>> begin Source material

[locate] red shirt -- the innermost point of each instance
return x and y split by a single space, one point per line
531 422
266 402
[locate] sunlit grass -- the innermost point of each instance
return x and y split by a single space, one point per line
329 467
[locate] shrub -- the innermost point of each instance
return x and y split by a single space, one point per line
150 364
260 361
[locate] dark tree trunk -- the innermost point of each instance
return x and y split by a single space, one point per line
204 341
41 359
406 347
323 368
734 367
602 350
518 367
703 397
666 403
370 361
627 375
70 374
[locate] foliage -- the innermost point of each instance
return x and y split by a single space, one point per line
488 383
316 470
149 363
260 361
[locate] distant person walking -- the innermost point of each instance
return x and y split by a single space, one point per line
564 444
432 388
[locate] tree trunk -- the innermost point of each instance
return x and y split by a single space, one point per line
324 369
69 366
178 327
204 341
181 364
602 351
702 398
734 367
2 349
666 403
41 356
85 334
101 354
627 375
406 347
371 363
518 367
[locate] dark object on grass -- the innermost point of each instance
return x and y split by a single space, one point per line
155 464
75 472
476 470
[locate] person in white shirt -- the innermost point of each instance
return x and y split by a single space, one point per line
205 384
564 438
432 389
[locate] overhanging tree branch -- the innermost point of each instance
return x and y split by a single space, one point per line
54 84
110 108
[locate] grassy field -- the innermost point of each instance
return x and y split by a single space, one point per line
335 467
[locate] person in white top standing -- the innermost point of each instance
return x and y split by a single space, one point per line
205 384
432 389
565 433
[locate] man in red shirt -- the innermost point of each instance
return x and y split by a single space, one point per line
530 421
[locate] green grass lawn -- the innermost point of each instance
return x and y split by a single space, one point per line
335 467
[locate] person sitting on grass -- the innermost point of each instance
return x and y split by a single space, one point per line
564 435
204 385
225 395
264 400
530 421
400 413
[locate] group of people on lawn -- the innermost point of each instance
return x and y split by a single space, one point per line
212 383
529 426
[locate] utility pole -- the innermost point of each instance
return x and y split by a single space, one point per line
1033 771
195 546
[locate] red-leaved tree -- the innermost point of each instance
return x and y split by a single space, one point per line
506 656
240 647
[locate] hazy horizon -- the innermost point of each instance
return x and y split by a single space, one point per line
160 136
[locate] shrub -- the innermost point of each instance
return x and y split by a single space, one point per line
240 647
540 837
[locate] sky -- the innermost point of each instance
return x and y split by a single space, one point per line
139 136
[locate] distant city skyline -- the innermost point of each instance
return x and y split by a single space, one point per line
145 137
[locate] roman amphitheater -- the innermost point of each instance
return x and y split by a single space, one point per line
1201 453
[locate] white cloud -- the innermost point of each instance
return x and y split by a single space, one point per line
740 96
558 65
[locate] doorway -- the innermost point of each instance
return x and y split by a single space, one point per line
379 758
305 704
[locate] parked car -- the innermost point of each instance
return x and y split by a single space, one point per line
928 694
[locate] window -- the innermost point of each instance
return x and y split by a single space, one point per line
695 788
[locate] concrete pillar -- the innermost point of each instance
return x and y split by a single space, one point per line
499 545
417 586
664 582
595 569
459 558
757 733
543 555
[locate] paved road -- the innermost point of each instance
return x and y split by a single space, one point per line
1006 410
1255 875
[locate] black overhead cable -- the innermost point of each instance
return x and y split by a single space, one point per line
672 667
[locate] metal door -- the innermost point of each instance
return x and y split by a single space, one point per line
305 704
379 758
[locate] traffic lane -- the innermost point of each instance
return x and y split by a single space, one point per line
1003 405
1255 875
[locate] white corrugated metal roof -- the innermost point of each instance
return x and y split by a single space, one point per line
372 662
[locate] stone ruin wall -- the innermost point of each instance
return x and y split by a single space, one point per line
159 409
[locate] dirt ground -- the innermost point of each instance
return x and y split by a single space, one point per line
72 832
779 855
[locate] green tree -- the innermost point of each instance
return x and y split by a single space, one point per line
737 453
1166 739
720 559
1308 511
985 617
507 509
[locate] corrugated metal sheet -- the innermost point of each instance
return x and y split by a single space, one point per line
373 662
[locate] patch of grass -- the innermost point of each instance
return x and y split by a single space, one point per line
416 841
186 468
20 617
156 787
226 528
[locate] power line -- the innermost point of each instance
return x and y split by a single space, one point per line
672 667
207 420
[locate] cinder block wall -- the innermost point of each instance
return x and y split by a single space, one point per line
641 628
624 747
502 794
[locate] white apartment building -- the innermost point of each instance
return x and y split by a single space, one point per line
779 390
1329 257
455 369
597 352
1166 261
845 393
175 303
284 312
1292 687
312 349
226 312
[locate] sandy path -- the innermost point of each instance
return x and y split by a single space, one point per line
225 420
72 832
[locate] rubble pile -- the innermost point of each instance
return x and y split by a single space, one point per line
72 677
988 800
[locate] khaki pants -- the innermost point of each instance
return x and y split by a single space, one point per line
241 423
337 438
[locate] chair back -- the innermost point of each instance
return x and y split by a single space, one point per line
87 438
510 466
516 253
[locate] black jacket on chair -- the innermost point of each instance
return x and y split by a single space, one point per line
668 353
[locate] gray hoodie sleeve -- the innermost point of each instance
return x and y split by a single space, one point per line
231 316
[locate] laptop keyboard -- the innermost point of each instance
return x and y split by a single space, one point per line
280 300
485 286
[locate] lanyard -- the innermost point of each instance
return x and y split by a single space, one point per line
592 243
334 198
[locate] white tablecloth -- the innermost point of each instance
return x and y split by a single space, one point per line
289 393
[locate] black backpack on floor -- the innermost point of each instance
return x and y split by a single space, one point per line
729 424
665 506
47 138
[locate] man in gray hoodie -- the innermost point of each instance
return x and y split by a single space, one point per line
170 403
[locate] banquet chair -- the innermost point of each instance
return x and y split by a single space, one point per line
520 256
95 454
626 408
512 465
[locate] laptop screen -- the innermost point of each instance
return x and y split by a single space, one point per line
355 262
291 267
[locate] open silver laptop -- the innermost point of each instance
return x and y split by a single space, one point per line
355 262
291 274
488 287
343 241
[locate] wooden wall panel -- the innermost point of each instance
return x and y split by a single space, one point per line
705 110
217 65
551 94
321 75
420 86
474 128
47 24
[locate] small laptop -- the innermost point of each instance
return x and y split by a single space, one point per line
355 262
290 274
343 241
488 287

>> end Source material

**Written exercise:** Return the listing above in its exact form.

**Exercise response:**
[locate] red shirt -- the innermost point of each instance
return x and y split by a single space, one point per line
531 422
266 402
[locate] sunlit grass -- the innermost point of each instance
return x and y split by a single space, one point per line
329 467
[locate] shrub -- the innermost point of each instance
return x and y split by a single space, one point per line
150 364
260 361
[locate] dark tree trunk -- the innermost point of each instance
return x and y split by a single space, one point per line
204 341
41 359
406 347
323 368
734 367
602 350
518 367
703 397
666 403
370 361
627 375
70 374
[locate] foliage -- the innermost point of each instance
return x and y split by a single space, one point per line
488 383
316 470
149 363
260 361
[locate] distant person walking -- the innermost point of each instance
return x and y split by a single space, one point per line
564 444
432 388
[locate] tree trunk -- the innermost point of each instance
return x and y split by a single space, one point per line
324 369
69 366
178 327
204 341
181 364
602 351
702 398
734 367
2 349
666 403
41 356
85 334
101 354
627 375
406 347
371 363
518 367
[locate] dark object on grass -- the innermost point of each instance
return x and y split by a single space, one point per line
155 464
75 472
476 470
[locate] person in white shirt -- the innermost point of each instance
return x and y split by a single space, one point per line
205 384
564 438
432 389
[locate] overhanging tree branch -- the innermost point of each instance
return x and y split by a single space, one point per line
54 84
110 108
[locate] grassy field -- the innermost point of each instance
return x and y split by a single space, one point per line
335 467
[locate] person in white top standing -- the innermost point of each instance
return x and y split by a single space, one point per line
205 384
432 389
565 433
[locate] man in red shirt -- the innermost point of each instance
return x and y split by a single space, one point per line
530 421
[locate] green grass lawn -- the innermost point of each instance
return x and y split by a single space, one point per line
335 467
[locate] person sitting on grass -- the innermost point of each instance
return x and y split by a single space, one point per line
564 435
204 385
225 395
264 400
530 421
400 413
[locate] group of people on lawn -- the innermost point of each instance
return x and y split by a single space, one point per line
212 383
529 426
[locate] utility pole -- the innermost point of each instance
return x and y split by a single space, one point per line
1033 771
195 546
[locate] red-leaved tree -- the innermost point of each instance
return x and y split by a single space, one point per line
506 656
240 647
[locate] hazy horizon -- the innermost point of each instance
return x and y split by a single space, one point per line
160 136
[locate] shrub -- the innermost point of each instance
return x and y split by a single space, one point per line
240 647
540 837
[locate] sky -- the innermost point of each instance
return x and y split by a single space, one point per line
139 136
[locate] distant city skyline -- the innermost point of each instance
return x and y split by a single space, one point per line
145 137
[locate] roman amphitheater -- the innermost point of each instance
return x and y split by a single space, one point per line
1201 453
[locate] white cloud -- the innermost point of each instance
return x and y split by a single space, one point per line
740 96
558 65
[locate] doorway -- the innermost point of each instance
return x and y split by a single space, one point per line
379 758
305 704
[locate] parked car -- the innermost point of each instance
return x and y split by a single space, one point per line
928 694
[locate] window -- the innermost point of each instance
return x and y split by a single space, one point per line
695 788
[locate] concrete pillar -- the innermost point of each instance
return x and y split by a single space, one point per line
499 545
417 586
664 582
595 569
459 558
757 733
543 555
[locate] paved road -- the innermost point of each instance
return x and y split by a single space, one point per line
1006 410
1255 875
[locate] black overhead cable -- the innermost point of each instance
return x and y split by a single space, one point per line
672 667
[locate] metal door -- the innermost point of each instance
return x and y split by a single space, one point per line
305 704
379 758
[locate] traffic lane -- the innermost point of each instance
return x and y split by a single space, one point per line
1003 405
1255 875
[locate] white corrugated metal roof -- the innermost point of each instance
return x and y split by a single space, one point per line
372 662
[locate] stone ruin wall -- the innermost point of each instance
return x and y split by a single space, one point per line
159 409
[locate] dirt ground -- the innermost point of each instance
return x and y split by a single space, one point per line
72 832
779 855
[locate] green tree -- the innermost point of each instance
return x and y split by a single space, one point per line
737 453
1166 739
720 559
1308 511
985 617
507 509
[locate] corrugated metal sheet -- the innermost point of each instance
return x and y split by a single space, one point per line
373 662
[locate] patch of grass -- the innermost point of each instance
return x and y split by a single space, one point per line
416 841
186 468
20 617
156 787
226 528
[locate] power line -- the innermost point of each instance
return x and y split by a single space, one point per line
672 667
207 420
[locate] cinder block wall -- the innermost point of each instance
return x and y split by a single space, one point per line
641 628
624 747
502 794
[locate] white apartment building -- the innermost point of each instance
return x and y split by a single space, one point per line
779 390
1329 257
455 369
597 352
1166 261
845 393
175 303
284 312
1292 687
312 349
226 312
[locate] sandy path -- the innermost point of each instance
return x and y split by a single space, one point per line
225 420
72 832
[locate] rubble pile -- the innermost point of each instance
return x and y split by a single space, one point per line
72 677
988 800
[locate] khaki pants -- the innermost point of each instance
return x and y split by a single space, one point per line
241 423
337 438
[locate] chair back -- the innermost point of each instance
return x and y split by a single space, one point per line
87 438
510 466
516 253
[locate] black jacket on chair -- the innermost point of each instance
return x and y split by a single space, one point per line
668 353
[locate] gray hoodie sleeve -- the innermost point of each instance
return x and y split by a single space, one point per line
231 316
[locate] laptop keyboard -- the innermost point of each instance
return x and y split by a single space, one point per line
280 300
485 286
[locate] lanyard -- the innermost point of each instance
return x and y split by a single space, one point per line
592 243
334 198
[locate] white tablecloth -- the innermost point of each instance
return x and y split by a single space, one point per line
289 393
[locate] black backpack on floor -- the innermost point of each instance
return x and y split by a single space, one point per line
729 424
665 506
47 138
[locate] man in gray hoodie -- the innermost point of each instance
return x and y split by a single space, one point per line
170 403
[locate] banquet chair -- the innermost point of each instance
return x and y split by a single space, one point per line
520 256
95 454
626 408
512 465
[locate] laptop screen -- the innermost point of each instance
return x and y split by a single space, one point per line
355 262
291 267
[locate] open silver laptop -- the innermost point of each instance
return x and y split by a single space, one point per line
355 262
291 274
488 287
343 241
[locate] wooden wall panel -- the innermost point of each instance
return x and y split by a single space, one point per line
705 110
217 65
551 94
321 75
420 86
474 128
47 24
[locate] small laptop -- the innermost point of each instance
return x and y split by a single space, one point per line
355 262
290 274
343 241
488 287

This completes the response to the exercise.